Set task: From the line containing "Practice step: label each instance of the thicket" down to the last line of the records below, copy every line exactly. Leave out everything before it.

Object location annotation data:
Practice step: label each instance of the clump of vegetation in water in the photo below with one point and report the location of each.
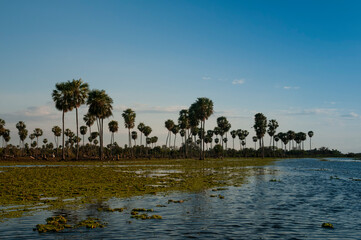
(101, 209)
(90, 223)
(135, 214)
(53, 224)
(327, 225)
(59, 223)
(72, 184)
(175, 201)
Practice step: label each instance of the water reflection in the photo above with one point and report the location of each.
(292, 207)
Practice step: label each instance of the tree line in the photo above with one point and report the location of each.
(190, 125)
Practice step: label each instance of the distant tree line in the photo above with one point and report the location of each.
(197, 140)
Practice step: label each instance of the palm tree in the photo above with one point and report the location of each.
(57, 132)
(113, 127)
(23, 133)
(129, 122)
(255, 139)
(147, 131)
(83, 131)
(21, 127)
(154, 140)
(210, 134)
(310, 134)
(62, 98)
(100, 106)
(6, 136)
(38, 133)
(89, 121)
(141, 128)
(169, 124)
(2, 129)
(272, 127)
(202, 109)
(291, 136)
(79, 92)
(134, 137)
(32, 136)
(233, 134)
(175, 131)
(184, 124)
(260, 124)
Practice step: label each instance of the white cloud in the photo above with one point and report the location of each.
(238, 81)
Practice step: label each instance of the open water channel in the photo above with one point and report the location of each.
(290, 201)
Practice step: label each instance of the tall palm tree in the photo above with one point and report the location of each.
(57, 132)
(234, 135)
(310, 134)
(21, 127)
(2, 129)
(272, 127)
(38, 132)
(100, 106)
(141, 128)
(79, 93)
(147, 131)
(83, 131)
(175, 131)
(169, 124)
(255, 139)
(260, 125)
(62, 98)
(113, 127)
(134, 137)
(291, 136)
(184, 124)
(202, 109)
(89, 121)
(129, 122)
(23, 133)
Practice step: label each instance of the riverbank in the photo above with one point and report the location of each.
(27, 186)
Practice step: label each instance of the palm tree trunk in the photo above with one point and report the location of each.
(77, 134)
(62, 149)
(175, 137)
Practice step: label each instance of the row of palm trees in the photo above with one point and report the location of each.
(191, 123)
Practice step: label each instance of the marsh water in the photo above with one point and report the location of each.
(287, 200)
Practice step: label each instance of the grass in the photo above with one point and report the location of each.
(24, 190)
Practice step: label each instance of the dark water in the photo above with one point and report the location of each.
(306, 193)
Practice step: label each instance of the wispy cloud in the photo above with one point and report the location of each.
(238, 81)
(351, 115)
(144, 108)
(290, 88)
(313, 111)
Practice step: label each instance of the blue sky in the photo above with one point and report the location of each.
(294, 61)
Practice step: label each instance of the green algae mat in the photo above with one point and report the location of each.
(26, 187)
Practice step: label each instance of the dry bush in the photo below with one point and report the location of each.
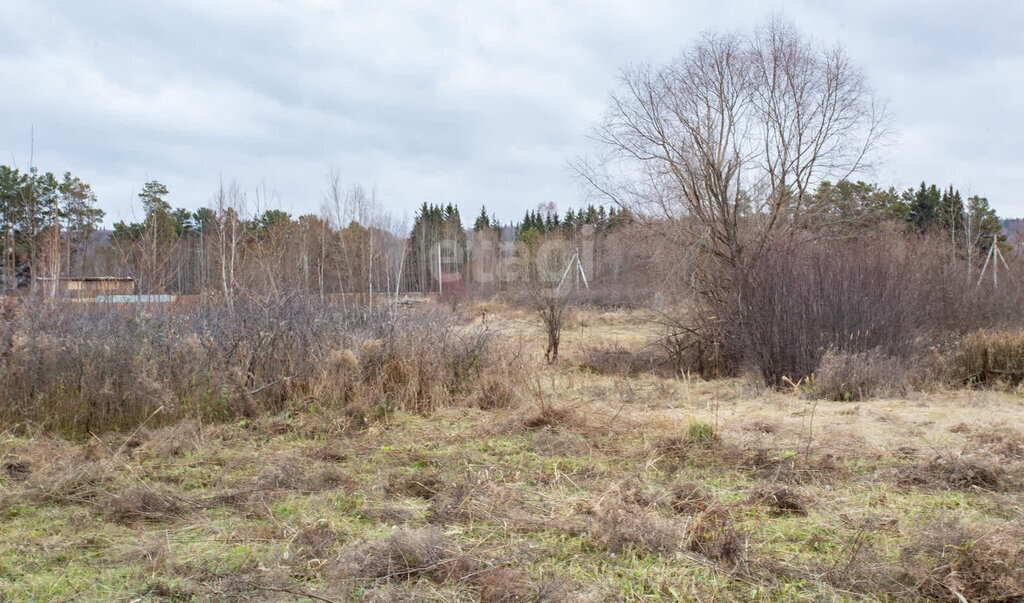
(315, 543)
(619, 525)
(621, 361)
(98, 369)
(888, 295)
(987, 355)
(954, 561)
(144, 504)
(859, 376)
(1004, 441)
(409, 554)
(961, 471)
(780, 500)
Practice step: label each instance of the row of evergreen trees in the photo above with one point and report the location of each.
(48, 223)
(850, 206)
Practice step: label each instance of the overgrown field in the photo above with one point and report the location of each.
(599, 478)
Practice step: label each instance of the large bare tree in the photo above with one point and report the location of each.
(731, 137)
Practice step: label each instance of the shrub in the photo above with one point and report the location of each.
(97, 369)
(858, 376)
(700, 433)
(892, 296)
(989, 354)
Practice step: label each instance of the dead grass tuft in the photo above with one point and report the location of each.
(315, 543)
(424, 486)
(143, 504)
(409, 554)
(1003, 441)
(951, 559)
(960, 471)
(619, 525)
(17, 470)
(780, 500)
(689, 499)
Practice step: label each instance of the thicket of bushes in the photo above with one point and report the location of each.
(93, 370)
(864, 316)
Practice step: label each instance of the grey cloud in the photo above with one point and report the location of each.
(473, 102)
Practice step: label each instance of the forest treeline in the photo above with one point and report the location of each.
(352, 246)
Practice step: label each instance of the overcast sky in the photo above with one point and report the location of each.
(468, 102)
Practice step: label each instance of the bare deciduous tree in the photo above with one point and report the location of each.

Task response:
Practice step: label each instance of the thicket of bushes in the photo above with one point and report the location of each.
(93, 370)
(864, 316)
Practice step: label each instance of the grey cloud in the photo above with one point and report the location of each.
(473, 102)
Practice step: label each instance of the forest treeline in the photo above with one point and report the location of each.
(352, 246)
Practice step: label each instance of the overcast sky in the photo above with one point and report the location of each.
(468, 102)
Practice step: label each instance of the bare deciduous tree in the photo above with one point and report the location of each.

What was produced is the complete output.